• Page:
+ + + + + + +
Re: New Planet Could Harbour Water And Life? -

From: John Scheldroup <jschel.nul>
Date: Thu, 26 Apr 2007 17:18:15 -0500
Fwd Date: Fri, 27 Apr 2007 10:11:24 -0400
Subject: Re: New Planet Could Harbour Water And Life? -

>From: Greg Boone <Evolbaby.nul>
>To: ufoupdates.nul
>Date: Wed, 25 Apr 2007 09:44:31 EDT
>Subject: Re: New Planet Could Harbour Water And Life?

>>From: Nick Balaskas <Nikolaos.nul>
>>To: UFO UpDates - Toronto <ufoupdates.nul>
>>Date: Tue, 24 Apr 2007 18:23:52 -0400 (Eastern Daylight Time)
>>Subject: New Planet Could Harbour Water And Life?

>>Hi Everyone!

>>Below is a major announcement - the discovery of the first
>>Earth-size planet orbiting within the "habitable zone" of
>>another star, Gliese 581.
+ + + + + + +
• Supplied data:
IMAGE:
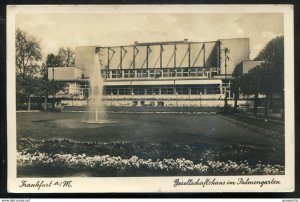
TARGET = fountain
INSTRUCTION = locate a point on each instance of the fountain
(96, 105)
(96, 115)
(97, 109)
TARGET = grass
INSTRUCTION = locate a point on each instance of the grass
(200, 139)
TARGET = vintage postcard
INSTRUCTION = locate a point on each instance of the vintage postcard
(156, 98)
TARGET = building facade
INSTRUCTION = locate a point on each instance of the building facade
(175, 73)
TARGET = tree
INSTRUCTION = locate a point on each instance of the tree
(66, 57)
(28, 54)
(50, 87)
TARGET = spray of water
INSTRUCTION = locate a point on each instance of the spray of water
(97, 108)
+ + + + + + +
• What you will do:
A – Transcribe a part of the post about the new planet word for word. Begin at the words "From: John Scheldroup" and stop after "(Eastern Daylight Time)".
B – Using the post about the new planet, mark each statement yes or no, and quote the words of the post that decide it: (i) The star named in the post is Gliese 581. (ii) Greg Boone's message is dated Tuesday, April 24, 2007. (iii) The planet is described as Jupiter-size.
C – Resume the post about the new planet after its last line and write what could come next.

• Task-by-task results:
A –
From: John Scheldroup <jschel.nul>
Date: Thu, 26 Apr 2007 17:18:15 -0500
Fwd Date: Fri, 27 Apr 2007 10:11:24 -0400
Subject: Re: New Planet Could Harbour Water And Life? -

>From: Greg Boone <Evolbaby.nul>
>To: ufoupdates.nul
>Date: Wed, 25 Apr 2007 09:44:31 EDT
>Subject: Re: New Planet Could Harbour Water And Life?

>>From: Nick Balaskas <Nikolaos.nul>
>>To: UFO UpDates - Toronto <ufoupdates.nul>
>>Date: Tue, 24 Apr 2007 18:23:52 -0400 (Eastern Daylight Time)

B –
(i) Yes: "another star, Gliese 581."
(ii) No: "Wed, 25 Apr 2007 09:44:31 EDT"
(iii) No: "Earth-size planet"

C –
>Why is it astronomers can find planets around stars 20 or 100
>light years away but still for some unexplained reason can't
>tell us what's going on around our nearest neighbor the Alpha
>Centauri star system. It's only 4 light years away and has 3
>stars in it.


I'm sure someone can explain this a little clearer but the
answer is Luminosity. Set aside those all important wobbles, but
how easy would it be for you and your telescope to see a planet
in front of bright star Alpha Centauri A then would it be let
say Gliese 581 ?


Alpha Centauri A

It has about 1.09 to 1.10 times Sol's mass and 1.23 its diameter
(ESO; and Demarque et al, 1986), is about 52 to 60 percent
brighter than Sol.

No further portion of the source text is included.